- **Brontekst**:
* * *
JPG en JPEG zijn hetzelfde. De bestandsextensie van drie letters was het gevolg van beperkingen in oudere versies van Windows en MS-DOS. Een extensie mocht toen slechts drie tekens lang zijn, maar dit is tegenwoordig niet meer zo.
Bij JPEG-compressie worden kleurwaarden veranderd en pixels in blokken met een meer uniforme kleur gegroepeerd, zodat er niet zo veel verschillende kleuren worden opgeslagen. Dit zorgt voor kleinere bestanden, maar verandert wel de natuurgetrouwheid van de afbeelding.
Op oudere iPhones worden foto's opgeslagen als JPEG-bestanden. Maar vanaf iOS 11 is
HEIC het standaard bestandstype. Je kunt je voorkeuren veranderen bij decompatibiliteitsinstellingen in de iPhoto-app.
Dit zijn gegevens in een JPEG-bestand, opgeslagen als EXIF (Exchangeable Image File Format), die de gebruiker extra informatie geven, bijvoorbeeld:
- De datum en tijd waarop de afbeelding is gemaakt
- Camera-instellingen zoals merk en model, diafragma en ISO-snelheid
- Een miniatuur voor voorvertoning in bestandssystemen en op het LCD-scherm van de camera
- Copyrightinformatie
- Geotags die aangeven waar de foto is genomen
Je kunt de EXIF-gegevens in Windows bekijken door met de rechtermuisknop op de foto te klikken. Selecteer Eigenschappen > Details en blader naar beneden. Als je EXIF-gegevens op een Mac wilt bekijken, open je de afbeelding in Foto's en kies je Toon info.
* * *
- **Inhoud gegevenslijst**:

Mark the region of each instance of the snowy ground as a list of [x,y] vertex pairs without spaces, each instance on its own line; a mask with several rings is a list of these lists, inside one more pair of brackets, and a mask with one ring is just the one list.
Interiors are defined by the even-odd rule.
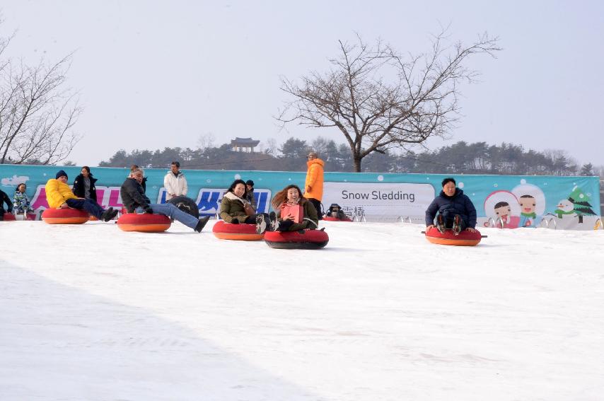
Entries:
[[326,222],[321,250],[0,223],[3,400],[604,394],[604,231]]

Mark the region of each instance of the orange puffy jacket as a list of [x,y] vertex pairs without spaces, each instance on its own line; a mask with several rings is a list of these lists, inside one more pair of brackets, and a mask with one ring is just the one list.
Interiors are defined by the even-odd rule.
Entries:
[[[306,172],[306,182],[304,182],[304,197],[313,198],[321,202],[323,198],[323,166],[325,162],[320,158],[309,160],[306,162],[308,170]],[[308,190],[310,187],[310,190]]]

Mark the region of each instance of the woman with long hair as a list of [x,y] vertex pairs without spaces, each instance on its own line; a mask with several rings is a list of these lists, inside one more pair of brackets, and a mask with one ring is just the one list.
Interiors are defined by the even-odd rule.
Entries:
[[233,181],[220,202],[220,217],[225,223],[256,224],[256,232],[261,234],[266,230],[269,216],[257,214],[246,199],[247,194],[245,182],[243,180]]
[[275,194],[271,204],[277,212],[277,221],[271,224],[271,231],[298,231],[318,227],[317,209],[302,196],[298,185],[286,186]]
[[94,183],[97,180],[92,176],[91,168],[88,165],[82,167],[81,174],[74,180],[72,191],[79,198],[92,199],[96,202],[96,187]]

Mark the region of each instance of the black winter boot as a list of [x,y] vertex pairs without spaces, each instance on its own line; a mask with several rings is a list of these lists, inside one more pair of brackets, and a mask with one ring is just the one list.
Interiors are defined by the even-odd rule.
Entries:
[[206,216],[205,217],[200,217],[199,221],[197,223],[197,225],[195,226],[194,230],[195,230],[198,233],[201,233],[202,230],[204,229],[204,227],[206,226],[206,224],[208,222],[208,220],[210,219],[209,216]]

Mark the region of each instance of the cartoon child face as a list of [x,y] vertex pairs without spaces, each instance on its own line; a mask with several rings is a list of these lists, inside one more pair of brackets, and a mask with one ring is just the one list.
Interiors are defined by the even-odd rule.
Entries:
[[501,217],[501,219],[505,219],[506,217],[509,216],[512,212],[512,209],[509,207],[509,205],[496,207],[494,209],[494,211],[495,211],[495,216],[496,216],[498,217]]
[[535,212],[535,198],[533,197],[521,197],[518,200],[520,207],[522,209],[523,213],[533,213]]

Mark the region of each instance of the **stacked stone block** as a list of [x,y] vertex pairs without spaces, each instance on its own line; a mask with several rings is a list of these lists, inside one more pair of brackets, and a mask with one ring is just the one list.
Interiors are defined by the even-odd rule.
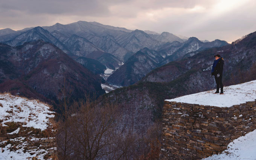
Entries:
[[165,102],[161,159],[206,157],[256,129],[256,101],[229,107]]

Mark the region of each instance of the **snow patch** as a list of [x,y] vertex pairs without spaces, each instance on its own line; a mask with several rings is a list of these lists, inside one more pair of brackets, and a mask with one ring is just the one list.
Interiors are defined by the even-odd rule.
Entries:
[[49,118],[54,117],[55,112],[50,111],[49,107],[35,100],[1,94],[0,104],[3,126],[6,126],[4,124],[7,122],[21,122],[24,124],[23,127],[44,130],[48,126]]
[[255,100],[256,80],[225,87],[223,95],[213,94],[215,91],[212,90],[166,100],[166,101],[204,106],[230,107]]
[[107,68],[107,69],[104,71],[105,74],[111,74],[114,71],[114,70],[109,68]]
[[214,154],[203,160],[255,160],[256,130],[234,140],[229,144],[227,148],[219,154]]

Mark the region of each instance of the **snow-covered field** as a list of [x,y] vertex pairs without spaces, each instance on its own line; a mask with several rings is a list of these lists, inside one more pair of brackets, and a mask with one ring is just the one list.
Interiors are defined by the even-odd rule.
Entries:
[[111,85],[108,84],[107,85],[104,84],[101,84],[101,88],[102,89],[105,90],[106,93],[108,93],[111,91],[114,90],[117,88],[122,87],[120,86],[117,86],[115,85]]
[[256,130],[230,143],[227,149],[219,154],[203,159],[211,160],[256,160]]
[[7,122],[24,123],[24,127],[33,127],[41,130],[48,126],[49,118],[54,117],[49,107],[35,100],[0,94],[0,119],[3,126]]
[[113,69],[107,68],[107,69],[104,71],[104,73],[105,74],[111,74],[114,71],[114,70]]
[[[0,127],[9,132],[0,133],[0,160],[44,159],[55,152],[55,138],[49,137],[54,131],[50,120],[54,112],[50,109],[35,100],[0,94]],[[15,130],[8,131],[12,127]],[[41,132],[47,128],[46,136]]]
[[224,86],[223,90],[224,94],[223,95],[213,94],[216,91],[213,90],[166,100],[166,101],[219,107],[231,107],[255,100],[256,80],[228,87]]

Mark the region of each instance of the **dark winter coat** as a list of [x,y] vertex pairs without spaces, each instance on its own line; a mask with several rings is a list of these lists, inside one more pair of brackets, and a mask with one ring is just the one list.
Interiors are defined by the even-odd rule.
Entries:
[[222,75],[223,72],[224,61],[222,57],[221,57],[219,59],[220,59],[219,60],[219,62],[217,63],[217,65],[216,65],[216,66],[214,68],[213,72],[212,73],[212,75],[215,76],[218,73],[219,73],[220,75]]

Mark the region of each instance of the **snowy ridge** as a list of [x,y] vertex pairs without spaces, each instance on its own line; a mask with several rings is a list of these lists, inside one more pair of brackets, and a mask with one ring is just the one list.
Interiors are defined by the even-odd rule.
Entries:
[[230,107],[255,101],[256,99],[256,80],[224,87],[223,90],[223,95],[213,94],[216,91],[214,90],[165,100],[204,106]]
[[52,159],[54,113],[36,100],[0,94],[0,160]]
[[0,119],[3,126],[7,122],[21,122],[23,127],[46,129],[49,119],[54,117],[53,112],[45,104],[35,100],[15,97],[9,94],[0,95]]
[[230,142],[227,149],[219,154],[203,159],[211,160],[256,159],[256,130]]

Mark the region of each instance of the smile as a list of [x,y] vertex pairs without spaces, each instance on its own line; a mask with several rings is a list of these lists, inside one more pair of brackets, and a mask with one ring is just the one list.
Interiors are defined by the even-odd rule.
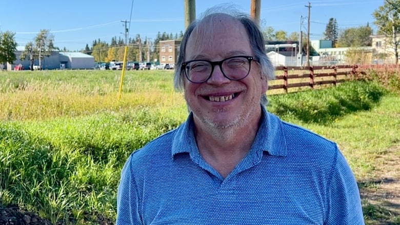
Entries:
[[237,95],[236,93],[231,94],[229,95],[222,96],[206,96],[205,98],[211,101],[222,102],[229,101],[233,98],[234,98]]

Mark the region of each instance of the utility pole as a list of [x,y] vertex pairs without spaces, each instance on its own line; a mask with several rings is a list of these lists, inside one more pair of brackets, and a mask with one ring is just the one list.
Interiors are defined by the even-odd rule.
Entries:
[[250,17],[259,26],[261,0],[250,0]]
[[125,23],[124,27],[125,28],[125,45],[128,45],[128,27],[127,27],[127,24],[130,22],[129,21],[127,21],[126,19],[125,21],[121,21],[121,22]]
[[142,63],[142,39],[140,36],[137,38],[139,40],[139,63]]
[[300,16],[300,34],[298,39],[298,56],[297,56],[297,59],[298,60],[298,63],[297,66],[301,67],[303,66],[303,45],[302,44],[302,41],[303,40],[303,31],[302,31],[302,27],[303,26],[303,16]]
[[191,23],[196,19],[196,1],[195,0],[184,0],[185,7],[185,29]]
[[146,43],[147,43],[147,62],[150,62],[150,43],[149,42],[149,38],[146,39]]
[[310,11],[311,8],[311,4],[308,2],[308,6],[304,6],[308,8],[308,21],[307,25],[307,67],[310,66]]

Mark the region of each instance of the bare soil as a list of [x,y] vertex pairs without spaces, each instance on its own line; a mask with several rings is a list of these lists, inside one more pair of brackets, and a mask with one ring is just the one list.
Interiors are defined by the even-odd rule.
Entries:
[[373,224],[400,224],[400,145],[388,149],[375,161],[379,165],[374,172],[376,178],[362,185],[361,198],[382,215]]
[[[373,180],[359,183],[361,198],[373,207],[373,224],[400,224],[400,145],[389,149],[375,159],[379,167]],[[364,212],[365,214],[366,212]],[[113,225],[114,221],[98,216],[96,223]],[[55,225],[63,224],[57,222]],[[16,206],[5,207],[0,204],[0,225],[53,225],[34,213],[22,211]]]
[[[101,215],[97,215],[96,221],[92,223],[99,225],[114,224],[113,221]],[[16,206],[6,207],[0,204],[0,225],[63,225],[65,223],[61,221],[53,224],[34,213],[21,210]]]

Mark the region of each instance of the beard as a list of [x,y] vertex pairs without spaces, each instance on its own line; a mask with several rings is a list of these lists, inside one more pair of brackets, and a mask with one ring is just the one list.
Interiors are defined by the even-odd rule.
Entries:
[[[210,132],[213,137],[229,140],[234,138],[240,130],[252,125],[251,121],[255,116],[258,115],[256,113],[257,107],[261,107],[259,103],[244,106],[243,108],[247,110],[242,111],[233,119],[217,119],[209,116],[201,109],[193,111],[193,117],[195,121],[199,122],[201,126]],[[261,111],[261,108],[258,110]],[[225,109],[217,109],[213,110],[213,112],[224,113],[226,112],[226,110]]]

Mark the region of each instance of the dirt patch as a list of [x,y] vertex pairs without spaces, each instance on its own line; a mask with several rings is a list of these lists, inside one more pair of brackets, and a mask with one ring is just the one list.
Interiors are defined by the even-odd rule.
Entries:
[[33,213],[23,212],[16,206],[5,207],[0,204],[0,224],[4,225],[51,225]]
[[364,214],[374,221],[371,224],[400,224],[400,145],[375,161],[379,165],[375,178],[360,183]]
[[[114,225],[114,221],[99,214],[97,216],[95,220],[92,221],[91,223],[89,222],[87,224],[99,225]],[[70,223],[61,221],[54,225]],[[4,206],[0,204],[0,225],[53,225],[53,224],[34,213],[23,211],[16,206]]]

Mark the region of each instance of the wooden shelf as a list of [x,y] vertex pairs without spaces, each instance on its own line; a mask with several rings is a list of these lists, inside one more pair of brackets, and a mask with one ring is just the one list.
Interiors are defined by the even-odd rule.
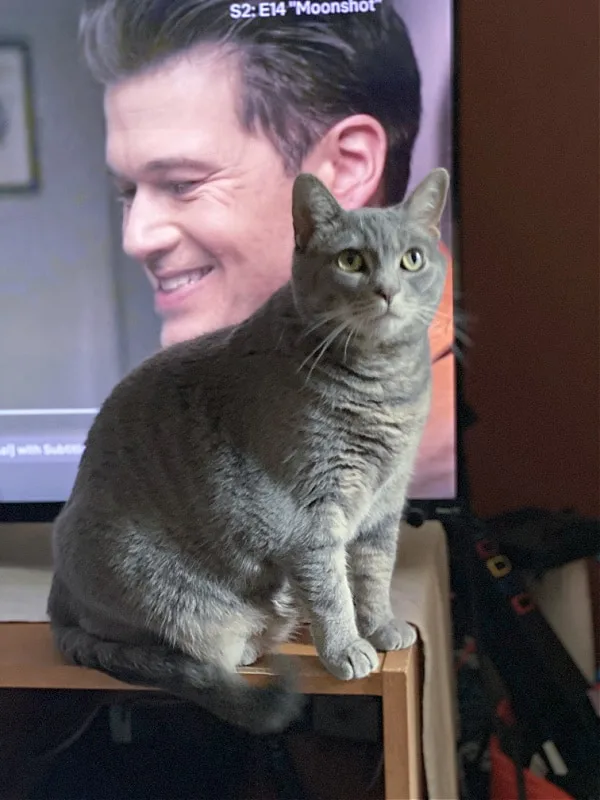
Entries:
[[[362,680],[341,681],[321,665],[307,631],[298,642],[282,647],[283,653],[296,658],[300,688],[306,694],[381,695],[386,661],[389,660],[389,671],[408,672],[415,657],[413,650],[414,647],[380,654],[379,669],[371,675]],[[272,675],[260,661],[240,673],[256,685],[267,683]],[[0,688],[144,691],[144,687],[132,687],[102,672],[67,664],[54,647],[50,626],[44,622],[0,623]]]

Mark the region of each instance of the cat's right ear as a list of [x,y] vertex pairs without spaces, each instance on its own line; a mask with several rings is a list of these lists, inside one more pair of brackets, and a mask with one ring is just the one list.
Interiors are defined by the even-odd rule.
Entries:
[[315,175],[308,172],[298,175],[292,189],[296,249],[306,250],[315,230],[335,219],[341,210],[335,197]]

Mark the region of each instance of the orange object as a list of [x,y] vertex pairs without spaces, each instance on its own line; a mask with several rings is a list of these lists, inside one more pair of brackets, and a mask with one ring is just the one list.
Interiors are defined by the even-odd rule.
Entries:
[[[490,800],[517,800],[517,771],[511,759],[502,752],[498,738],[490,738],[492,764]],[[523,770],[527,800],[575,800],[558,786],[550,783],[529,769]]]

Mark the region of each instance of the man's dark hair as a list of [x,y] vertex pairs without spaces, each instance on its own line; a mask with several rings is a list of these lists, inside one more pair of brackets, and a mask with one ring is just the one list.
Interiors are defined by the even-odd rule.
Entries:
[[392,0],[365,13],[287,8],[284,16],[237,20],[230,8],[228,0],[95,0],[80,23],[86,61],[110,84],[197,45],[221,46],[238,59],[242,125],[269,137],[290,174],[332,125],[368,114],[387,135],[386,202],[400,201],[419,130],[421,80]]

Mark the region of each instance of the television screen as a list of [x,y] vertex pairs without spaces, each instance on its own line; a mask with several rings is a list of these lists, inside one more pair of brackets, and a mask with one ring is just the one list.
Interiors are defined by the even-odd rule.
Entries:
[[[346,208],[452,174],[453,0],[139,0],[120,39],[111,5],[79,29],[74,0],[3,4],[4,512],[66,500],[98,407],[143,358],[288,279],[295,174]],[[449,198],[414,500],[457,495],[452,234]]]

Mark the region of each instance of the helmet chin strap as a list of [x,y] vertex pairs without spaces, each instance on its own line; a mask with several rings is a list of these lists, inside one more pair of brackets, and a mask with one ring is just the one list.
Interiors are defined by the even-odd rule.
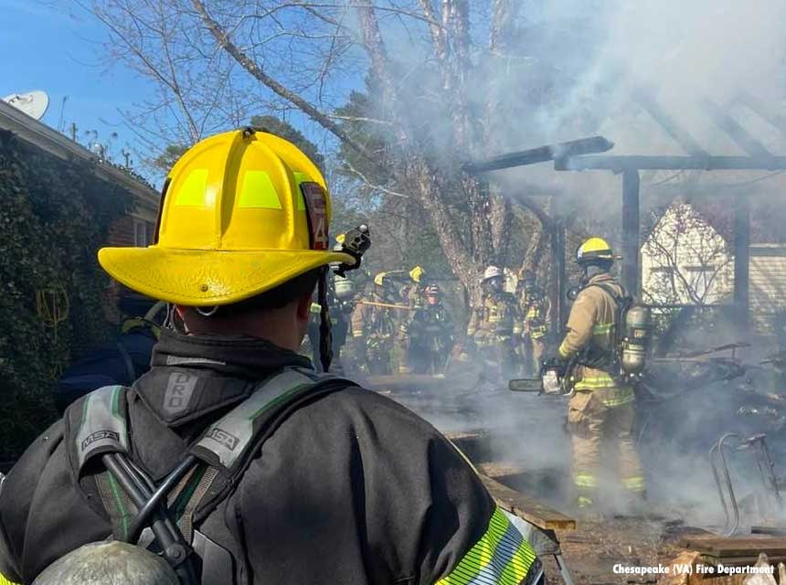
* * *
- **Opdracht**: Zet de alinea uit de tekst over JPEG die begint met „Bij JPEG-compressie” om in een korte opsomming. Behoud daarbij de belangrijkste feiten.

- **Antwoord**:
- Kleurwaarden worden veranderd.
- Pixels worden gegroepeerd in blokken met een meer uniforme kleur, zodat er minder verschillende kleuren worden opgeslagen.
- Dit levert kleinere bestanden op, maar verandert de natuurgetrouwheid van de afbeelding.